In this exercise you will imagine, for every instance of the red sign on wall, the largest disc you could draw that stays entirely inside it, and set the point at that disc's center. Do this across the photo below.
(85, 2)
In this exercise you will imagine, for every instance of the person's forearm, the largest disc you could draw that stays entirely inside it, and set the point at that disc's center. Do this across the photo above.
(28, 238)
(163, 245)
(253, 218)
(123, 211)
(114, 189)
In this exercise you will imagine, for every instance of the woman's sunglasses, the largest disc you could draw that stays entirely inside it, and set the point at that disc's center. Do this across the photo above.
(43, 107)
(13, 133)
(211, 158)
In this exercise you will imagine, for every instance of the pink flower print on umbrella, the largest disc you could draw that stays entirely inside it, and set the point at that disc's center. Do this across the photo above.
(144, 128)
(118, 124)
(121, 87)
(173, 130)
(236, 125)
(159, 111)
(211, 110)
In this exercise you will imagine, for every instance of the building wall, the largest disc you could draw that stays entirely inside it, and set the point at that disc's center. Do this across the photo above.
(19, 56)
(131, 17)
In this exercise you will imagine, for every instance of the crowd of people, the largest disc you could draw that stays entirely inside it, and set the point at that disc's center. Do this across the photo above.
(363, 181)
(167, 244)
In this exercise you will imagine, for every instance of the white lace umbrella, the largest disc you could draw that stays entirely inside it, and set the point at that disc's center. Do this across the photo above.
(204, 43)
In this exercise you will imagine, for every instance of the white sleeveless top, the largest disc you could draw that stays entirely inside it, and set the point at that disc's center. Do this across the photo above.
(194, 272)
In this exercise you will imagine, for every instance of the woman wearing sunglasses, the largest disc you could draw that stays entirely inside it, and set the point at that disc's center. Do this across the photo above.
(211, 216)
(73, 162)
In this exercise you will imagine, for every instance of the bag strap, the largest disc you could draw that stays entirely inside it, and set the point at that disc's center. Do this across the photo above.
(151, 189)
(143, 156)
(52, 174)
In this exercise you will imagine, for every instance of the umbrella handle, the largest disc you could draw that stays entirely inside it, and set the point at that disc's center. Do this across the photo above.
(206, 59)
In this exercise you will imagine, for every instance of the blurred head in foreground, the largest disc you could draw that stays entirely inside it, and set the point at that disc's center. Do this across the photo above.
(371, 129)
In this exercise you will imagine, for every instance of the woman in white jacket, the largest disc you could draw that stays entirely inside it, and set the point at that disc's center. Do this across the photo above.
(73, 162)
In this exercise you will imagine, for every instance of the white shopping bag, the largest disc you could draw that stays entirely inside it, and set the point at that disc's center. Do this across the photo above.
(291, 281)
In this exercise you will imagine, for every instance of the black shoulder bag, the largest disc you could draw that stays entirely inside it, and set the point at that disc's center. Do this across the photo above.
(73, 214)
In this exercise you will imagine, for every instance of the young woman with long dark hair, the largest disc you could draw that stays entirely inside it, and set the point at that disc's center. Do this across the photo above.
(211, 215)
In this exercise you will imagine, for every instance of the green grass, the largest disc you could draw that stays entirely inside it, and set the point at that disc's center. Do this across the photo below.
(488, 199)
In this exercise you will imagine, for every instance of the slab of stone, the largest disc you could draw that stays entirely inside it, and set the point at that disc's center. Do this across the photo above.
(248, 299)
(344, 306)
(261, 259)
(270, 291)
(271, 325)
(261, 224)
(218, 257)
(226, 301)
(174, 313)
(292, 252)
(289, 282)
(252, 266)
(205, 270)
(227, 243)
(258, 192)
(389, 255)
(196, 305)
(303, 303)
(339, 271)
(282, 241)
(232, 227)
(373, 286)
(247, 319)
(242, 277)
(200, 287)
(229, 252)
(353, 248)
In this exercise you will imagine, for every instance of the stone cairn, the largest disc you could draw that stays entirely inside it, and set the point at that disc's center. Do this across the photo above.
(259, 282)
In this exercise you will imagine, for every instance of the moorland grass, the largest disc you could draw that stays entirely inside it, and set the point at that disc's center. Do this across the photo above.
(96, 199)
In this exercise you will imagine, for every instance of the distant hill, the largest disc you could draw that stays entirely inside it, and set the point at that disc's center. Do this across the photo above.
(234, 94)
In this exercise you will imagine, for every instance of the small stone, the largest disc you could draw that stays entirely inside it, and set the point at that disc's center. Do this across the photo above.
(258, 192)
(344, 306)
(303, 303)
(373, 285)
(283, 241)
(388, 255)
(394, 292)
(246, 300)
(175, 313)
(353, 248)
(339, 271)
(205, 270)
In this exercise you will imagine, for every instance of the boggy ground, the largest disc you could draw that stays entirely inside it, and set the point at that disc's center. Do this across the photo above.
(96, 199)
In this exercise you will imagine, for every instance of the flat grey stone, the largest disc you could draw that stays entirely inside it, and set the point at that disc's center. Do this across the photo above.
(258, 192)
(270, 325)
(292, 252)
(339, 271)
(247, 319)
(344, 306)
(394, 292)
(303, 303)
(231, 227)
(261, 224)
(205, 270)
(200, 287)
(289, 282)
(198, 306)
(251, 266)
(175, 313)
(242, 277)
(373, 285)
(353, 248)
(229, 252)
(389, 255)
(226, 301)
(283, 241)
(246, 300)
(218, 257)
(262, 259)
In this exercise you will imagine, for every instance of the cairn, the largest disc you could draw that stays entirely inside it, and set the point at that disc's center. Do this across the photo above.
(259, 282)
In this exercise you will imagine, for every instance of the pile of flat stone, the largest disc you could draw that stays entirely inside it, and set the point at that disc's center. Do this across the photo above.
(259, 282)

### TASK BRIEF
Print nothing but the lines from the line with "the cairn, the" to the last line of the records above. Both of those lines count.

### RESULT FOR THIS EXERCISE
In this exercise you will imagine, for every instance of the cairn, the largest disc you could draw that stays entirely inside it, and set the point at that disc's center. Do this across the photo above.
(259, 282)
In this exercise you will imagine, for every instance of the pile of flat stone, the largest disc you could draw that stays entirely inside it, and set the point at that disc's center. Do this across the photo above.
(259, 282)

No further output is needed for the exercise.